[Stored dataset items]
:::::
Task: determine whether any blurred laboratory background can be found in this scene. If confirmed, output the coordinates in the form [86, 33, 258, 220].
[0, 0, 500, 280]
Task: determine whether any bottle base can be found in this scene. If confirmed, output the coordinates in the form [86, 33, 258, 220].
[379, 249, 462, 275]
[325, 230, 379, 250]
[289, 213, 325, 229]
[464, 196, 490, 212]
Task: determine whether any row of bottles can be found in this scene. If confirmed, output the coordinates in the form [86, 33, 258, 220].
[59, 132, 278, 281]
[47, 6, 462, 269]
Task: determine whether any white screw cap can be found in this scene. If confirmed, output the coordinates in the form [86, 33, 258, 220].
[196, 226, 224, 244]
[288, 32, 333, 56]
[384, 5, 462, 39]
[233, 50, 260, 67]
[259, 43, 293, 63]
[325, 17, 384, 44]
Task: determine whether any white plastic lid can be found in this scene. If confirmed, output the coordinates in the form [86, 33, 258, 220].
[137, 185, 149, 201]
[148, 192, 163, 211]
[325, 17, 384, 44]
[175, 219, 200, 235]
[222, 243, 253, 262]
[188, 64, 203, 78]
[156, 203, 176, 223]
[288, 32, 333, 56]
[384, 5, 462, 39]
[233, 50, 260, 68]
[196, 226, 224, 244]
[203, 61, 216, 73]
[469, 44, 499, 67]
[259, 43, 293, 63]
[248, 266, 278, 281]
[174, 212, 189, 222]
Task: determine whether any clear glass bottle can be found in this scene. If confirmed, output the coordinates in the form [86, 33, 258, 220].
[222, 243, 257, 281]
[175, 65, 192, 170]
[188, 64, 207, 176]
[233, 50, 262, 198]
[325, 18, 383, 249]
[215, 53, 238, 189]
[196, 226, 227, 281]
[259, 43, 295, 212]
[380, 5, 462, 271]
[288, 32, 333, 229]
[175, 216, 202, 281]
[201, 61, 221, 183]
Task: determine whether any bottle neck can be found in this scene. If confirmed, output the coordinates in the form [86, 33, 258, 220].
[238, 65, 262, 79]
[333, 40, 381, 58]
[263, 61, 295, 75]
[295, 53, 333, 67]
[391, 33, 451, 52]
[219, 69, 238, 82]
:::::
▸ **PROBLEM**
Could you give all the rows above again with every "determine whether" swapped for "check whether" and nothing else changed?

▸ **THE RESPONSE**
Task: check whether any blurred laboratory background can be found in this scene. If confirmed, output the coordinates in the form [86, 33, 258, 220].
[0, 0, 500, 280]
Task: check whether any bottle base can be found in this scene. If confirmed, output the coordinates in the form [86, 33, 258, 220].
[379, 249, 462, 275]
[325, 230, 379, 250]
[289, 213, 325, 229]
[464, 196, 490, 212]
Task: check whether any row of bottles can be found in this scene. If confirmed, output the coordinates in the form [86, 33, 258, 220].
[59, 132, 278, 281]
[47, 6, 462, 269]
Task: check whether any white screw cap can be found in this scene. If confirmed, output the coordinates in the form [86, 33, 258, 220].
[196, 226, 224, 244]
[288, 32, 333, 56]
[384, 5, 462, 39]
[233, 50, 260, 67]
[259, 43, 293, 63]
[325, 17, 384, 44]
Task: check whether any white plastic lid can be found in this scene. If confirmed, output the coordinates in the form [86, 33, 258, 220].
[137, 185, 149, 201]
[148, 192, 163, 211]
[325, 17, 384, 44]
[175, 219, 200, 235]
[222, 243, 253, 262]
[188, 64, 203, 78]
[156, 203, 176, 223]
[288, 32, 333, 56]
[384, 5, 462, 39]
[233, 50, 260, 68]
[196, 226, 224, 244]
[203, 61, 216, 73]
[469, 44, 499, 67]
[259, 43, 293, 63]
[248, 266, 278, 281]
[174, 212, 189, 222]
Task: check whether any clear glass bottle can be found in this scene. If confirmed, output the coordinates in the form [86, 33, 258, 220].
[222, 243, 257, 281]
[175, 65, 192, 170]
[188, 64, 207, 176]
[233, 50, 262, 198]
[325, 18, 383, 249]
[215, 53, 238, 189]
[196, 226, 227, 281]
[259, 43, 295, 212]
[380, 5, 462, 271]
[288, 32, 333, 229]
[175, 216, 202, 281]
[201, 61, 221, 183]
Task: check whether any bottle neck can be found in this scene. If confirmed, output the coordinates in the form [86, 33, 258, 220].
[238, 65, 262, 79]
[333, 40, 381, 58]
[263, 61, 295, 75]
[295, 53, 333, 67]
[391, 33, 451, 52]
[219, 69, 238, 82]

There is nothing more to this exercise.